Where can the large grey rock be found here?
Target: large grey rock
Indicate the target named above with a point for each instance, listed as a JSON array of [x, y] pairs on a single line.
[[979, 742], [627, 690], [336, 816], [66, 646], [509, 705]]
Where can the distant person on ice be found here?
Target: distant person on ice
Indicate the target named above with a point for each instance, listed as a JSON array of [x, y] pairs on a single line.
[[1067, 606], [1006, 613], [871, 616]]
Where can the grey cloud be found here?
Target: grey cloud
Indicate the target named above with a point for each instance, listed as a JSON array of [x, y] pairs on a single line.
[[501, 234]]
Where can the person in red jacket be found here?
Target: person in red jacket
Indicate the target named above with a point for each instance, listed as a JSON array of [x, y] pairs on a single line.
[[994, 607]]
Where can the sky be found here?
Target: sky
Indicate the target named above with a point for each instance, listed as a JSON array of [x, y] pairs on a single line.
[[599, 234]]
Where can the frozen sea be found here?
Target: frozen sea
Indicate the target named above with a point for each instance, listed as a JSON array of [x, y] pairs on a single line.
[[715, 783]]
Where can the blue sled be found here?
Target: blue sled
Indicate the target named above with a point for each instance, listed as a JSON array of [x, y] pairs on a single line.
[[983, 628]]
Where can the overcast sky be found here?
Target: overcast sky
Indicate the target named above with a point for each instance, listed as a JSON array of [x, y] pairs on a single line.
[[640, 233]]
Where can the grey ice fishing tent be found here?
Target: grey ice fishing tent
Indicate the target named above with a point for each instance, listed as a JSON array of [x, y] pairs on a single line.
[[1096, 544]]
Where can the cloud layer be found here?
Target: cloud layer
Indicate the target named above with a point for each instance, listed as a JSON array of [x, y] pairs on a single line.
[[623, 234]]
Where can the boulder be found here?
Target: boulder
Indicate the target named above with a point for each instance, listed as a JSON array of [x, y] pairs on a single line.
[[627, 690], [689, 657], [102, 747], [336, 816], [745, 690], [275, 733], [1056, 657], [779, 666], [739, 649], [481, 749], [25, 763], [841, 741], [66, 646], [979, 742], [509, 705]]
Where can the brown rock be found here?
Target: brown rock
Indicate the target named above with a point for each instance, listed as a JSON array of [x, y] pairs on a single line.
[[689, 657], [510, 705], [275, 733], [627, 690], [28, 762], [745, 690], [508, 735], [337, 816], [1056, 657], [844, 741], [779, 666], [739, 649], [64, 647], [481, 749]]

ASSIGNMENT:
The answer must consist of every line from the entries above that contains "cloud".

COMPLETED TASK:
Where can the grey cloud be found here?
Target: grey cloud
Where can the cloud layer be found here?
Target: cloud layer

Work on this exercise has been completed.